• _Requirement_: Only the lines from the one containing "Practice. Annotate every instance of the boat" through the end of the material are to be echoed, each exactly as it appears.

********

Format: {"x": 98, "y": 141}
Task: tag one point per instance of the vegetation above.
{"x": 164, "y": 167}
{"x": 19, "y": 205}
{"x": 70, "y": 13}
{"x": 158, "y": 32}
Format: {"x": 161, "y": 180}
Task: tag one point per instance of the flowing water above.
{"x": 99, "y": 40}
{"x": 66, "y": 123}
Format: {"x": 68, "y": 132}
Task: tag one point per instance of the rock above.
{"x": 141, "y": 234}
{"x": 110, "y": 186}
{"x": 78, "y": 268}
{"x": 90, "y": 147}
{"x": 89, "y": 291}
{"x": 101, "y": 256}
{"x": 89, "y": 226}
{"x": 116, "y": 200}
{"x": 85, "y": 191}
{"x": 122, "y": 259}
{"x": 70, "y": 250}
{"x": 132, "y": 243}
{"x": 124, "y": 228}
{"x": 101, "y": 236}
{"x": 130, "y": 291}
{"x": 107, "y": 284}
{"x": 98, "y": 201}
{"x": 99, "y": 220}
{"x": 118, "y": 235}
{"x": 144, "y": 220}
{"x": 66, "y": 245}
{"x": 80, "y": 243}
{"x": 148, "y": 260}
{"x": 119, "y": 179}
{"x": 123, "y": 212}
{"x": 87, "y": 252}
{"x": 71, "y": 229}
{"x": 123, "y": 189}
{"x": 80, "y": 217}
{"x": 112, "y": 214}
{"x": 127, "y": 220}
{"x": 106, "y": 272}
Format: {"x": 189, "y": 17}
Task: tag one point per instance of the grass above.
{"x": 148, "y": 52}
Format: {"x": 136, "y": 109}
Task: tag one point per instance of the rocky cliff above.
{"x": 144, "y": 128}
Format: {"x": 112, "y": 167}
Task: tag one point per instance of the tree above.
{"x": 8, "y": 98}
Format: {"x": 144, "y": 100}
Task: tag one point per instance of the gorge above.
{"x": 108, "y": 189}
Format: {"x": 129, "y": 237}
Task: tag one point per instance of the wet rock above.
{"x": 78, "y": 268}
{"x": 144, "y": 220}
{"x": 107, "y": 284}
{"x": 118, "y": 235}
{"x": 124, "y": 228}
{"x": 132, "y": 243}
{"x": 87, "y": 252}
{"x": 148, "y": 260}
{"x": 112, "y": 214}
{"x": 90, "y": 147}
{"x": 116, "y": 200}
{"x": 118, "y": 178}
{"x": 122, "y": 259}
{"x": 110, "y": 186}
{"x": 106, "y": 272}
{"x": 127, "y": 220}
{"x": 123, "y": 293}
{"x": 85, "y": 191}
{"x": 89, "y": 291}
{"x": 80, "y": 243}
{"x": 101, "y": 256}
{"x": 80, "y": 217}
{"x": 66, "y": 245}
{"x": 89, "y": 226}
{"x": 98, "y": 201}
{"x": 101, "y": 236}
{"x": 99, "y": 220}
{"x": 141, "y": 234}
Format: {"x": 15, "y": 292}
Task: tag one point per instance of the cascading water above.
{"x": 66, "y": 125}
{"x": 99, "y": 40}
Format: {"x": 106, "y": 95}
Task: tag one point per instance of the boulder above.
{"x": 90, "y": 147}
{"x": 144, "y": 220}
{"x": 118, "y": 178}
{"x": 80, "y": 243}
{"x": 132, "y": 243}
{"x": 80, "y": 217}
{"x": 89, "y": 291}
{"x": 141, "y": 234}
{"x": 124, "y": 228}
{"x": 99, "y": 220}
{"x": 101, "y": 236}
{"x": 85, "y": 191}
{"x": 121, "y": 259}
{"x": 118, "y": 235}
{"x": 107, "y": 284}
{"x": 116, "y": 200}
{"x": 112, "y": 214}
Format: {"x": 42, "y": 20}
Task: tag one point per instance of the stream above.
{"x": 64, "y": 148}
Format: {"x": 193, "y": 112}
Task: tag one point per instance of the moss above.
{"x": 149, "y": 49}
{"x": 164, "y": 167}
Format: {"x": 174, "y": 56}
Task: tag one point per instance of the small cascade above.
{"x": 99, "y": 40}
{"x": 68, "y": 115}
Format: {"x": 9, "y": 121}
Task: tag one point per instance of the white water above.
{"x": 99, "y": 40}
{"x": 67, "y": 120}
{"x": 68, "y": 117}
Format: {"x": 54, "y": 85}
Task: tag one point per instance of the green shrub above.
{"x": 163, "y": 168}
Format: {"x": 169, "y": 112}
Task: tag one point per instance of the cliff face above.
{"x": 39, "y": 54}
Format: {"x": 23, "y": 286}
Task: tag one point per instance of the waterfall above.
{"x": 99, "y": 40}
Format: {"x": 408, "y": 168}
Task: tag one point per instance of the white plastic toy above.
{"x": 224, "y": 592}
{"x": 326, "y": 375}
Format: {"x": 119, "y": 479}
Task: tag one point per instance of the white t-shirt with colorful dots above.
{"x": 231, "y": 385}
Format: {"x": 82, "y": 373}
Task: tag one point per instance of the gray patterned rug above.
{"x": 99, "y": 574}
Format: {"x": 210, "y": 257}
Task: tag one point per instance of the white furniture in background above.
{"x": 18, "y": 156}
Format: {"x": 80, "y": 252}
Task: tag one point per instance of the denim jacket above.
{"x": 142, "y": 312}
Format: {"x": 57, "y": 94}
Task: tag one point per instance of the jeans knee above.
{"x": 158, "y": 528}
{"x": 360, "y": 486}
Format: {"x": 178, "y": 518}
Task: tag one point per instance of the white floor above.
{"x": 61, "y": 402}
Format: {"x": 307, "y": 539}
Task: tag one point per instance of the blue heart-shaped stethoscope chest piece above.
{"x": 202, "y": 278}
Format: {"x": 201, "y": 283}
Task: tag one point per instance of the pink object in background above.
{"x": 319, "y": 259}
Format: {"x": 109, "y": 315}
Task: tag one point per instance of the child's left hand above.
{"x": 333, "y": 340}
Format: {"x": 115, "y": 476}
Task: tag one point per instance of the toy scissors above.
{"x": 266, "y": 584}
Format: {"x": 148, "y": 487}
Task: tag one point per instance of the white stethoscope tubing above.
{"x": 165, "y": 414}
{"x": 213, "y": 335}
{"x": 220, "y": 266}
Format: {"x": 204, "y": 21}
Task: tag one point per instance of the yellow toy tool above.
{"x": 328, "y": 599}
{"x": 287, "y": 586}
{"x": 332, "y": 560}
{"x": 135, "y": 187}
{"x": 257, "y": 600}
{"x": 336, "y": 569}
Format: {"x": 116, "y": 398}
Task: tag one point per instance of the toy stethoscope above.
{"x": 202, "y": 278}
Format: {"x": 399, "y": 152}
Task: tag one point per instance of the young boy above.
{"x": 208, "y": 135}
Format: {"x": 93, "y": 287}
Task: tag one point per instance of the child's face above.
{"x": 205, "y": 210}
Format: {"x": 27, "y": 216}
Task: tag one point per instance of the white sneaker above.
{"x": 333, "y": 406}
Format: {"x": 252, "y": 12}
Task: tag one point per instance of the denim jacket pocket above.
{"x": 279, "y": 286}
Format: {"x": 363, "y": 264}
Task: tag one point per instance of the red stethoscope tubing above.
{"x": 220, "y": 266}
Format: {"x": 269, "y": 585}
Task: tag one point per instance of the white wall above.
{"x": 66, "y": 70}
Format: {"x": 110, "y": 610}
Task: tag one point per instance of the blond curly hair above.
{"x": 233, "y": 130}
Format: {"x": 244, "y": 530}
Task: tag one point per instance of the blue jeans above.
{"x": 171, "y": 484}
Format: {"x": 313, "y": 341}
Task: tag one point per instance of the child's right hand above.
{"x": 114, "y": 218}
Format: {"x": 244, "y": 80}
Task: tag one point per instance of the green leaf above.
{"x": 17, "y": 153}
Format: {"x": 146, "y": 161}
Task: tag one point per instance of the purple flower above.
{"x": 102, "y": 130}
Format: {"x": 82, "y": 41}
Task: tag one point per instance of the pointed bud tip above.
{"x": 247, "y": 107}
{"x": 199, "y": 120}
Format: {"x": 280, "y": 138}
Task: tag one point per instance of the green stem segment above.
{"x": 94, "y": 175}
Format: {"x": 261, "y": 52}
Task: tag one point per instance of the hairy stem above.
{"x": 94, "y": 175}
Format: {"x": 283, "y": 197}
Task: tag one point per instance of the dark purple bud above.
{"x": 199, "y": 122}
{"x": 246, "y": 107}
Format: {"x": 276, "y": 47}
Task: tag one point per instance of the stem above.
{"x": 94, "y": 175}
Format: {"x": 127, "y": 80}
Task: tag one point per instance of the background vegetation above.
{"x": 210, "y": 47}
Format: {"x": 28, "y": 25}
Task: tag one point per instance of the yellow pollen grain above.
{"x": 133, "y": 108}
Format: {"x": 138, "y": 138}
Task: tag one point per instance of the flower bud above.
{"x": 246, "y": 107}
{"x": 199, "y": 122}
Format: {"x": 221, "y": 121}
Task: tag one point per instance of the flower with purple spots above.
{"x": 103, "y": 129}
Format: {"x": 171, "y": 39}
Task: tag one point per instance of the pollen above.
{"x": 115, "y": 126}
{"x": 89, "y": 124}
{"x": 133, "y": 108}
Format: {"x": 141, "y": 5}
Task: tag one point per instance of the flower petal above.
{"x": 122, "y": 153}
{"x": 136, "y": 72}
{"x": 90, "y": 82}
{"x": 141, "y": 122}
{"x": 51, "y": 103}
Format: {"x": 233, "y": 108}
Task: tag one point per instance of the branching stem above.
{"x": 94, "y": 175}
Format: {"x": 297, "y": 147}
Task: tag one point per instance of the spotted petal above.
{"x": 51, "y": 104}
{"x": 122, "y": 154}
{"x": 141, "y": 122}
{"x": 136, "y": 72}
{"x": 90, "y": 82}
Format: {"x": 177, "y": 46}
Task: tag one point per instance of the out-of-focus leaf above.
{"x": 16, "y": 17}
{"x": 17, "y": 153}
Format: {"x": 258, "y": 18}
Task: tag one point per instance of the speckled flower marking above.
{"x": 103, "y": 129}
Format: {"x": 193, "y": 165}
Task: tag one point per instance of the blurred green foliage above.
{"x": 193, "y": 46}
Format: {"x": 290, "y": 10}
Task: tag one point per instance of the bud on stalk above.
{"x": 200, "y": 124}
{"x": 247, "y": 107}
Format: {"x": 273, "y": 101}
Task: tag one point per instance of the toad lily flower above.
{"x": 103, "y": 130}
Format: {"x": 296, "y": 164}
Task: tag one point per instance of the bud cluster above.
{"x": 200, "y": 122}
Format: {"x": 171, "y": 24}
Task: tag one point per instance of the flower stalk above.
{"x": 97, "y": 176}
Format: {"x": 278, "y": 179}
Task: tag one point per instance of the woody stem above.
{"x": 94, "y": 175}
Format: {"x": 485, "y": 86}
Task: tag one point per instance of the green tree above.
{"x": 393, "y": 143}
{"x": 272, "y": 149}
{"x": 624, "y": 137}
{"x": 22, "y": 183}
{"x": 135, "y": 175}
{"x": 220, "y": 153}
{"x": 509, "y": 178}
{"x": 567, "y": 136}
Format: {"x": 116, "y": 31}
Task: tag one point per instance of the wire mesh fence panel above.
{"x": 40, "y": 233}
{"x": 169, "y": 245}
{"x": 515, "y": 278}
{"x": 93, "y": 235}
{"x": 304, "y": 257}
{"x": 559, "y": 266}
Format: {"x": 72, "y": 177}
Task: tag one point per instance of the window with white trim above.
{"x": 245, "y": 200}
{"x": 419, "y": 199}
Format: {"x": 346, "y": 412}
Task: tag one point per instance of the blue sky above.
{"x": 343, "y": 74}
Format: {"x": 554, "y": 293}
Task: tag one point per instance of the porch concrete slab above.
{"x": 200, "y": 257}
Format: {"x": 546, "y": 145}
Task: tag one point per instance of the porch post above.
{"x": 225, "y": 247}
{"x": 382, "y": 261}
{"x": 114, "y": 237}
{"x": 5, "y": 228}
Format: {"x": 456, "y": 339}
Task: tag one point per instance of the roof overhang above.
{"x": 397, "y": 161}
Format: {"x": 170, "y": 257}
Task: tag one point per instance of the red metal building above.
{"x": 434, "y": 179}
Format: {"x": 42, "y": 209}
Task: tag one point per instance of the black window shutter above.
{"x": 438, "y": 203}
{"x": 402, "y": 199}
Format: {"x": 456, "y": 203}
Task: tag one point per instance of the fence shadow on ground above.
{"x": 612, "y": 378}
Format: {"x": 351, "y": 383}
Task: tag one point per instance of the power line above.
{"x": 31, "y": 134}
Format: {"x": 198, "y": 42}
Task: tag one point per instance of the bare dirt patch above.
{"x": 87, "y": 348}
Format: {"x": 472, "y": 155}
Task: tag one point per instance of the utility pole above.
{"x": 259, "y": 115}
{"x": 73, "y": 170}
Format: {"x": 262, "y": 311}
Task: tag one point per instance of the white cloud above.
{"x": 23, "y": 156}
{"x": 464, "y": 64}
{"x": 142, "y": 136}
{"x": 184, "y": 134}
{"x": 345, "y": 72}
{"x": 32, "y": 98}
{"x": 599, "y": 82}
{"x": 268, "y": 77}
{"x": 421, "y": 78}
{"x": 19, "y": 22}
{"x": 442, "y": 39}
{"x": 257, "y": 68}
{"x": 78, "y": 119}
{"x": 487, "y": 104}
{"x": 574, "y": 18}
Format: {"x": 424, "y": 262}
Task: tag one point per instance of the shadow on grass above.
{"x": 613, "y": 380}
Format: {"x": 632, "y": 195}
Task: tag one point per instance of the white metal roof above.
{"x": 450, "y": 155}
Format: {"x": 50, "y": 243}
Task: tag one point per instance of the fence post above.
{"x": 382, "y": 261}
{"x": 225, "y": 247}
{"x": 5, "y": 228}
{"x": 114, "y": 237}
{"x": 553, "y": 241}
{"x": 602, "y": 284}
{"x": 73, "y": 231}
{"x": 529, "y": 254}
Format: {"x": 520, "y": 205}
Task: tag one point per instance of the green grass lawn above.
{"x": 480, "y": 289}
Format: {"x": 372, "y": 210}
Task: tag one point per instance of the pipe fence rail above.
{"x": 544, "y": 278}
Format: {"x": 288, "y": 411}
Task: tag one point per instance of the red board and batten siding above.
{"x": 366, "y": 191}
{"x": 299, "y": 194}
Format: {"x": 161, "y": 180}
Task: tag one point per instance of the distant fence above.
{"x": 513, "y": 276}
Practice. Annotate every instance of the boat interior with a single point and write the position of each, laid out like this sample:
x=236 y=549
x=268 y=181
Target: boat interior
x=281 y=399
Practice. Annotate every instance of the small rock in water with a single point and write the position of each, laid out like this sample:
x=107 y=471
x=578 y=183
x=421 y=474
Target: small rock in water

********

• _Response_:
Practice. Annotate every instance of the boat interior with a single point and write the position of each, laid out like this sample:
x=236 y=549
x=268 y=181
Target: boat interior
x=281 y=399
Practice. Annotate every instance of the small rock in water with a single point and write the position of each, laid out like this sample:
x=107 y=471
x=578 y=183
x=421 y=474
Target: small rock in water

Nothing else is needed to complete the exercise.